Natural-language object grounding data:
*** Begin section ***

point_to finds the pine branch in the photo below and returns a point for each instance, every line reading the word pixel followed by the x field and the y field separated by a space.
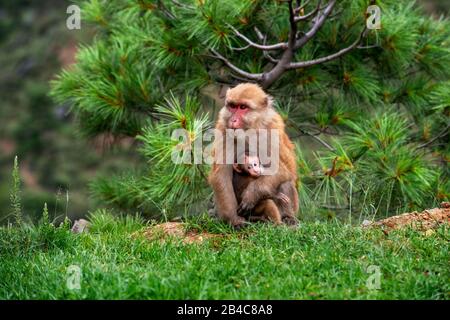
pixel 303 64
pixel 277 46
pixel 248 75
pixel 318 23
pixel 308 15
pixel 440 135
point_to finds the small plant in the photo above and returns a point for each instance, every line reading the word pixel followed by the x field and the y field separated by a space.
pixel 15 196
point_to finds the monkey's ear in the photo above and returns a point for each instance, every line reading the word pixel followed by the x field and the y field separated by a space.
pixel 236 168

*** End section ***

(Work required)
Set down every record word for word and leave out the pictures.

(Response area)
point_to finds the pine branch in the photo below and returns a point for each instance, every line reading the word pixel followed by the x field and the y field separated by a space.
pixel 303 64
pixel 277 46
pixel 248 75
pixel 318 23
pixel 308 15
pixel 440 135
point_to finds the small plant in the photo above and returns a point for each instance, every line reading the word pixel followed by the x field and the y field separated by a space.
pixel 15 196
point_to finds the monkey's ear in the photo above and returns a point for each instance, every line reading the word pixel followed by the x field and the y field separated by a space.
pixel 236 168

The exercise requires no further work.